Types of Pain from a thoracic herniated disc
A herniated disc that occurs in the upper back is better known as a thoracic herniated disc. It is often characterized by various symptoms like pain, weakness, and numbness. It is one of the major back pain causes. The other signs besides back pain are:
Burning sensation accompanied by pain that is felt in the back region in the chest or abdomen area.
Similar pain can be felt in the legs. Feeling a tingling sensation and numbness that may be situated at or below the herniated disc’s level is also a symptom. In many cases, leg weakness and instability in the gait is also observed. Paralysis of the legs and bowel accompanied by bladder dysfunction can occur in the most severe cases.
Pain due to a thoracic herniated disc
The 12 intervertebral discs situated in the thoracic spine help in supporting and cushioning the vertebrae in the mid-back region. When the disc’s tough outer layer tears the jelly-like inner core bulges, then it leads to a herniated disc.
A herniated disc may lead to various types of pain:
Disco genic pain– Ruptured annulus fibrosus that has inflammation in the connective tissues will lead to back pain near the injury level. This pain might be misinterpreted as cardiac, pulmonary, or abdominal pain.

(SUPPLIED RECORDS):
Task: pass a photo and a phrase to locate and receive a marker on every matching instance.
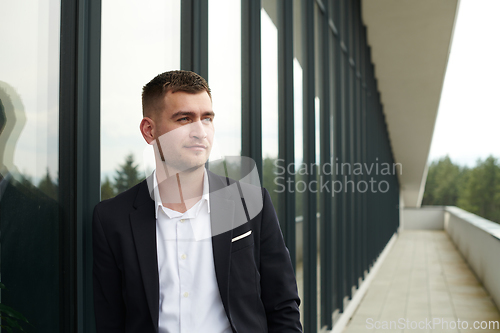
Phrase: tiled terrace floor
(424, 277)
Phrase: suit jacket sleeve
(278, 284)
(109, 306)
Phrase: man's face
(185, 130)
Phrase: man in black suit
(187, 250)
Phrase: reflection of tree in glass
(127, 175)
(107, 189)
(48, 187)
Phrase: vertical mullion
(79, 156)
(88, 152)
(309, 222)
(286, 212)
(67, 164)
(194, 36)
(251, 131)
(340, 89)
(326, 207)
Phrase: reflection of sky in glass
(30, 65)
(297, 93)
(269, 49)
(139, 41)
(224, 77)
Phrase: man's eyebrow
(191, 114)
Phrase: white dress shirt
(189, 295)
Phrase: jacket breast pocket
(241, 239)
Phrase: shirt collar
(205, 196)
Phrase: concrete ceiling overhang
(410, 42)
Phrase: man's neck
(180, 191)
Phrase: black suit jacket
(254, 274)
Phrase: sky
(468, 121)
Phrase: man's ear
(147, 128)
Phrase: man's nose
(197, 130)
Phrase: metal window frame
(79, 156)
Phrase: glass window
(29, 163)
(139, 41)
(270, 125)
(224, 75)
(298, 144)
(319, 72)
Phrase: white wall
(479, 242)
(427, 218)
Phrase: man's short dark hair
(154, 92)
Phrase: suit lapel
(143, 224)
(221, 218)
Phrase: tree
(481, 194)
(48, 187)
(445, 181)
(107, 189)
(127, 175)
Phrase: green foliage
(127, 175)
(481, 195)
(476, 190)
(107, 189)
(445, 181)
(48, 187)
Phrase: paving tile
(424, 277)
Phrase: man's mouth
(196, 147)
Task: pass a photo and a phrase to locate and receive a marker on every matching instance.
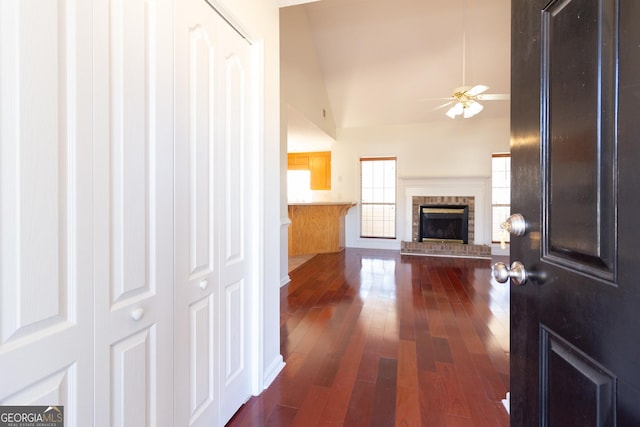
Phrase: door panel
(578, 135)
(236, 272)
(212, 264)
(574, 149)
(45, 207)
(196, 218)
(134, 205)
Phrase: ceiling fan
(465, 99)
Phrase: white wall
(452, 149)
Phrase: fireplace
(443, 223)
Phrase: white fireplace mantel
(477, 187)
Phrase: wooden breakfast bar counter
(317, 227)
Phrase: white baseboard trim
(506, 402)
(273, 370)
(285, 280)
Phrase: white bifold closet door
(46, 197)
(133, 136)
(214, 148)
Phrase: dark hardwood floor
(373, 338)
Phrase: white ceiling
(389, 62)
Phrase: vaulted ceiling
(391, 62)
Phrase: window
(500, 195)
(378, 197)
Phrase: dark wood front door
(575, 141)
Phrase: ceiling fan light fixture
(472, 108)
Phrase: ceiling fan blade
(477, 89)
(494, 97)
(462, 89)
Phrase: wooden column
(317, 227)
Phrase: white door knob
(516, 273)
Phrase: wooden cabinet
(317, 227)
(319, 163)
(298, 161)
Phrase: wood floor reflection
(373, 338)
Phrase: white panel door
(212, 223)
(134, 206)
(46, 257)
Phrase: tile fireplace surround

(ACTIVITY 1): Reproduce the passage on thoracic herniated discs word for word from "Similar pain can" to "or abdominal pain.".
(ACTIVITY 2): Pick up the passage on thoracic herniated discs at the point where it stops and keep writing it.

(OUTPUT 1):
Similar pain can be felt in the legs. Feeling a tingling sensation and numbness that may be situated at or below the herniated disc’s level is also a symptom. In many cases, leg weakness and instability in the gait is also observed. Paralysis of the legs and bowel accompanied by bladder dysfunction can occur in the most severe cases.
Pain due to a thoracic herniated disc
The 12 intervertebral discs situated in the thoracic spine help in supporting and cushioning the vertebrae in the mid-back region. When the disc’s tough outer layer tears the jelly-like inner core bulges, then it leads to a herniated disc.
A herniated disc may lead to various types of pain:
Disco genic pain– Ruptured annulus fibrosus that has inflammation in the connective tissues will lead to back pain near the injury level. This pain might be misinterpreted as cardiac, pulmonary, or abdominal pain.

(OUTPUT 2):
Muscle spasm– If there are local injuries to the intervertebral disc and the supporting ligaments, then it may lead to protective measures in the form of spasm. Muscle spasm pain can be felt at multiple levels of the back. It also results in the restriction of motion or poses difficulty in standing upright.
Radicular pain– A herniated thoracic disc with a lateral component may result in the compression of the nerves in the chest wall near the ribs and abdomen. The pain might be unilateral and like an electric shock, but it might also be mild. This pain might also feel like a band around the chest or abdomen.
The direction of disc herniation
The signs and symptoms vary according to the direction in which the herniation occurs.
A lateral herniation shows extrusion to one side. It affects the nerve root and causes radicular pain.
A central herniation shows extrusion in the centre of the spinal canal, which leads to spinal canal stenosis and compression of the spinal cord.
A Centro-lateral herniation shows extrusion to the side and also into the centre of the canal, which may affect both the nerve root and the spinal cord.
A thoracic disc herniation usually occurs at the bottom of the thoracic spine between T8 and T12.